▶ SET TASK 1
In the passage on mathematical existence, list each distinct term set in double quotation marks within the section headed "Problems with Beliefs About Mathematical Objects."
▶ SET TASK 2
Check each statement against the passage on mathematical existence and mark it yes or no, quoting the words that settle it: (a) Red is given a wavelength of roughly 625–740 nm. (b) Mark Balaguer openly declares himself a Platonist. (c) An electron would normally be called an "object."
▶ SET TASK 3
Rewrite the passage on mathematical existence from "Nobody believes that" down to "is equally absurd.", putting "untenable" wherever "absurd" appears.

Nobody believes that these idealizations actually ‘exist’. But if mathematical entities must ‘exist’ because a mathematical language is indispensable for a scientific theory, then it follows that such non-existing entities such as mentioned above must also ‘exist’, since they are referred to by a language that is indispensable for the scientific theory. (Footnote: Of course, there can be more than one language in which the theory can be expressed - but at least one such language is essential.) This, of course, is absurd. And the notion that ideal mathematical entities also ‘exist’ is equally absurd.

 

Proponents of the indispensability argument often refer to a mathematical statement such as “3 is prime” and claim that since that statement is “true” (by which they actually mean that it is provable from mathematical axioms), then “3” must exist as an actual independently existing abstract thing. (Footnote: For example, in the book “Platonism and anti-Platonism in mathematics”, Mark Balaguer claims to be agnostic on the question of Platonism, but the essence of his writings are that since Platonism cannot prove the existence of mathematical things, and since non-Platonists cannot prove the non-existence of mathematical things, then there is nothing to choose between them. There is a striking similarity here to the theist’s argument that since one cannot prove the non-existence of a non-physical god, the theist’s view is as valid as a the non-theist’s view. See Mark Balaguer and Platonism.) The absurdity of that claim should be obvious. Take, for example, the notion of the color red. Red is the color we see when our eyes receive light which has a wavelength between roughly 625–740 nm. Saying, “3 is prime” does not imply that there is an actual thing that is “3” any more than saying, “Red is a color whose wavelength is at the long end of the visible spectrum” implies that there is an actual independently existing thing that is “red”.

 

Problems with Beliefs About Mathematical Objects

Some philosophers talk about things that are referred to by mathematical statements as “mathematical objects”, but why call them “objects” at all? This is a sneaky way of implicitly asserting that mathematical entities are similar to relatively large physical things - we normally reserve the word “object” for a relatively large physical thing. We wouldn’t even call an electron an “object”, so why refer to mathematical concepts as “objects”⁠?

 

Of course, there are mathematical statements that appear to correspond - approximately - to real physical situations, such as an ideal sphere approximating the earth. Or we can see that there is a common emergent property shared by five apples and five cats, and we call that common emergent property the number “five”. But that does not imply that there is some independent real thing that is “five”, any more than there is an independent real thing that is “living”, even though we can identify that certain collections of molecules (such as humans) can have the emergent property of “living”.

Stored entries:
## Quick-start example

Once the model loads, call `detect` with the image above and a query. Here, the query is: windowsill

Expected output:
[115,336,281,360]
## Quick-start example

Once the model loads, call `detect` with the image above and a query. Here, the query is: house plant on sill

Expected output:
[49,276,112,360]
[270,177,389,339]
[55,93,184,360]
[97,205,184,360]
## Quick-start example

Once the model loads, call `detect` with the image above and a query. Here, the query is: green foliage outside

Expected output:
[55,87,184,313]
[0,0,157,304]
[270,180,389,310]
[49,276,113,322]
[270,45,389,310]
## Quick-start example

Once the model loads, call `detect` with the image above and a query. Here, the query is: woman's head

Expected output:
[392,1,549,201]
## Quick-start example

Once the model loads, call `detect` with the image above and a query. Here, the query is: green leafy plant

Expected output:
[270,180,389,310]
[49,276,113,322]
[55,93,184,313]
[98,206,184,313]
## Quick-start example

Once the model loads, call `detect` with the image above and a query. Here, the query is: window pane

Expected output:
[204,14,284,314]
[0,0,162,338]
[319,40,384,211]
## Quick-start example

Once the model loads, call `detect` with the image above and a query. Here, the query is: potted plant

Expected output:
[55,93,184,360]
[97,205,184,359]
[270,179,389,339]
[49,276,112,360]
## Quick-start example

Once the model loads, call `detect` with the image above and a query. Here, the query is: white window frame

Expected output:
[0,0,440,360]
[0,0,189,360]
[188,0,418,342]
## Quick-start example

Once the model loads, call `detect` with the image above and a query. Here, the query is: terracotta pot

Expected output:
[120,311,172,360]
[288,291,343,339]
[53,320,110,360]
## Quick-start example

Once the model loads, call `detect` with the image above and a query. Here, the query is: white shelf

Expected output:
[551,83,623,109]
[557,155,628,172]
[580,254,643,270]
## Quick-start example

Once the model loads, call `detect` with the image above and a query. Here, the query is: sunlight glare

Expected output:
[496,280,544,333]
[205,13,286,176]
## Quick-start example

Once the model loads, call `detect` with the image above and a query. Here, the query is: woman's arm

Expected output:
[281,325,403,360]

▶ TASK RESPONSE 1
“mathematical objects”, “objects”, “object”, “five”, “living”

▶ TASK RESPONSE 2
(a) Yes: "a wavelength between roughly 625–740 nm"
(b) No: "Mark Balaguer claims to be agnostic on the question of Platonism"
(c) No: "We wouldn’t even call an electron an “object”"

▶ TASK RESPONSE 3
Nobody believes that these idealizations actually ‘exist’. But if mathematical entities must ‘exist’ because a mathematical language is indispensable for a scientific theory, then it follows that such non-existing entities such as mentioned above must also ‘exist’, since they are referred to by a language that is indispensable for the scientific theory. (Footnote: Of course, there can be more than one language in which the theory can be expressed - but at least one such language is essential.) This, of course, is untenable. And the notion that ideal mathematical entities also ‘exist’ is equally untenable.